▸ SOURCE PASSAGE:
==========

Colorado Rockies: Is it time to worry about Bryan Shaw?
By Colin Gaiser
Obviously, we are talking about a small sample size, only 10.2 innings in 13 appearances so far. That nasty outing on April 20 accounts for five of his nine earned runs on the season. And his batting average for balls in play (BABIP) is an insane .389, which is bound to stabilize to something closer to his career average is .290 or last season’s .311. Sure, Coors and its massive outfield will keep his BABIP a little inflated, but expect this number to decline quite a bit.
This also isn’t Shaw’s first poor start to a campaign. His second appearance of 2016 was similar to his rough night against the Cubs, as he gave up five earned runs on four hits, a walk, and a home run against the Chicago White Sox. A few appearances later, he allowed two home runs and four earned runs against the New York Mets. (Just to have some “fun” with a small sample size, at that point his ERA was 24.50 and his FIP was 14.25.) But he would rediscover his form and end the season with an ERA of 3.24 and a FIP of 3.94.

==========

▸ DATA FOR THIS TASK:
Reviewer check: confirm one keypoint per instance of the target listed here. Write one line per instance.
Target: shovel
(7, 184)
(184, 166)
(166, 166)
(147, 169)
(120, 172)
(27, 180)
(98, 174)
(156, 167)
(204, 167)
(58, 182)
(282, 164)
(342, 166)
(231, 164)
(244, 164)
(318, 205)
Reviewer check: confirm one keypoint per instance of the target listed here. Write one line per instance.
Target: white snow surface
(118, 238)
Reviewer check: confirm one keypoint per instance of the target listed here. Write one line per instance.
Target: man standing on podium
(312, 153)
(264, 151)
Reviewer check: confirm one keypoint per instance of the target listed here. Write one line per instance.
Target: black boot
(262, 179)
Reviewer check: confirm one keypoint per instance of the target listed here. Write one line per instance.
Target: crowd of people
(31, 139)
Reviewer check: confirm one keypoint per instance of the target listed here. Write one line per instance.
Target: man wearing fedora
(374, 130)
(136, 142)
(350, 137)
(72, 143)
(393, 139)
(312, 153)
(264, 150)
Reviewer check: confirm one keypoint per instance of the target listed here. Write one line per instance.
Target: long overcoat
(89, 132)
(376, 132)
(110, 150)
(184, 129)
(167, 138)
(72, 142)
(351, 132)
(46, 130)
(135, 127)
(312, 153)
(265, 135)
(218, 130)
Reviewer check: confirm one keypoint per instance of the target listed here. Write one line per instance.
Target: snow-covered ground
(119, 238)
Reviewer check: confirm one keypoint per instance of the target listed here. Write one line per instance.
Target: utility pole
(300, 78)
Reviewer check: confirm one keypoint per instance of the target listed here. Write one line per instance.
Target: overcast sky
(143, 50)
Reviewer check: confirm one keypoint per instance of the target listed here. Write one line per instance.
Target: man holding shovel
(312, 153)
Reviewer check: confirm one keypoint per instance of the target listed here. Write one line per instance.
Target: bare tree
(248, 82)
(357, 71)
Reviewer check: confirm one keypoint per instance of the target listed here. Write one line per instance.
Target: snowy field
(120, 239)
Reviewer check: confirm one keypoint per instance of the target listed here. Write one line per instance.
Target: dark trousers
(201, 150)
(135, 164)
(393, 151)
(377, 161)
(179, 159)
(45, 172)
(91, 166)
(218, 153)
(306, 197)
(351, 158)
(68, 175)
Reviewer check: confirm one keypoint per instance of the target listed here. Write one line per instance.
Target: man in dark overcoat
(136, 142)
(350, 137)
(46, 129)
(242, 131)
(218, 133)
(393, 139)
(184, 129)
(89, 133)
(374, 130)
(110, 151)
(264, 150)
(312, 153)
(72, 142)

==========

▸ PROMPT 1:
Retype the Bryan Shaw article starting at "By Colin Gaiser" and ending at "quite a bit.".
▸ PROMPT 2:
Please pick out each line of the rows that contains the word "overcoat".
The Bryan Shaw article and the rows were taken from unrelated sources.

▸ EXPECTED ANSWER 1:
By Colin Gaiser
Obviously, we are talking about a small sample size, only 10.2 innings in 13 appearances so far. That nasty outing on April 20 accounts for five of his nine earned runs on the season. And his batting average for balls in play (BABIP) is an insane .389, which is bound to stabilize to something closer to his career average is .290 or last season’s .311. Sure, Coors and its massive outfield will keep his BABIP a little inflated, but expect this number to decline quite a bit.

▸ EXPECTED ANSWER 2:
Target: long overcoat
Target: man in dark overcoat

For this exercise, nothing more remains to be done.